Point-per-instance localization data
----------

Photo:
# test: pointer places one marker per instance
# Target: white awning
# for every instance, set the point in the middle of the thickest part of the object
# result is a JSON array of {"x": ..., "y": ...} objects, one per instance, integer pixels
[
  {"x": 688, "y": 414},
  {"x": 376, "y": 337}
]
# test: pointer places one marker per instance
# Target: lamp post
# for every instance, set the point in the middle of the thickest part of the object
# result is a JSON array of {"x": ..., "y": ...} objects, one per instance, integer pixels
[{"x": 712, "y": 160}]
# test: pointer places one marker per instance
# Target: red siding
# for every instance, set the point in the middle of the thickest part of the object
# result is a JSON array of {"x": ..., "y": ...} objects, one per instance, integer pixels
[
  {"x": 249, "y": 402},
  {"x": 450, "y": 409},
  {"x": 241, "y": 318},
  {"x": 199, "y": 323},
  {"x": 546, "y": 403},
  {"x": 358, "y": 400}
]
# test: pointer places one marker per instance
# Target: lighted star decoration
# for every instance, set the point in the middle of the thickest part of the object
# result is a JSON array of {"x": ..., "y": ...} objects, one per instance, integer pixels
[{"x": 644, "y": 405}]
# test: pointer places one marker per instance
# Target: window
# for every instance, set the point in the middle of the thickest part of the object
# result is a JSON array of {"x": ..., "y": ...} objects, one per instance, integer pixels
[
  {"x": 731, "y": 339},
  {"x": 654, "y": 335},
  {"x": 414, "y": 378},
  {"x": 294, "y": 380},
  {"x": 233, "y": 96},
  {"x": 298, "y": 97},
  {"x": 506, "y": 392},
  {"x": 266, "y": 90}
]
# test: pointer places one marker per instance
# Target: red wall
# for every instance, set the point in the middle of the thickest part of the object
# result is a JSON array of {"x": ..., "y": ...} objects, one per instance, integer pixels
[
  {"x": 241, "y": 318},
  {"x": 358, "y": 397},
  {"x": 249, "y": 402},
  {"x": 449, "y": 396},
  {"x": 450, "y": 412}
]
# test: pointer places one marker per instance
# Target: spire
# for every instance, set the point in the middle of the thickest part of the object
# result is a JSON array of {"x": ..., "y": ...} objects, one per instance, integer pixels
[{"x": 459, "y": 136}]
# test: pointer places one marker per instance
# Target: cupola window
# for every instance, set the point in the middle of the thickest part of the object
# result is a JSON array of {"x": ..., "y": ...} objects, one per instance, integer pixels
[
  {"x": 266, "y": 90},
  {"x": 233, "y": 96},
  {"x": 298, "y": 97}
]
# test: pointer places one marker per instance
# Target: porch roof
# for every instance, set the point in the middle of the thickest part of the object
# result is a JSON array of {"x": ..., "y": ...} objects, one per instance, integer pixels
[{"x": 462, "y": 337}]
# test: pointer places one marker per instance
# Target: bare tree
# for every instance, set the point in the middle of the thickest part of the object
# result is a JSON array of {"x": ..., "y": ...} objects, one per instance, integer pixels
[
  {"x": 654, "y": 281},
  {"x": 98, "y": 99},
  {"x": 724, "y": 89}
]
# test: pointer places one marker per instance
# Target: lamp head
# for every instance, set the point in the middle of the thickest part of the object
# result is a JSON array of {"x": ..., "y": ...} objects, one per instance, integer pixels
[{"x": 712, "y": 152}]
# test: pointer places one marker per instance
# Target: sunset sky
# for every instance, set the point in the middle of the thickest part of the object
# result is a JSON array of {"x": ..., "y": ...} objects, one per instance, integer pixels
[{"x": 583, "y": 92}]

----------

• **INSTRUCTIONS FOR THE TASK**: Write down every line of the data above that includes the string "window".

• **WRITTEN REPLY**:
# Target: window
# Target: cupola window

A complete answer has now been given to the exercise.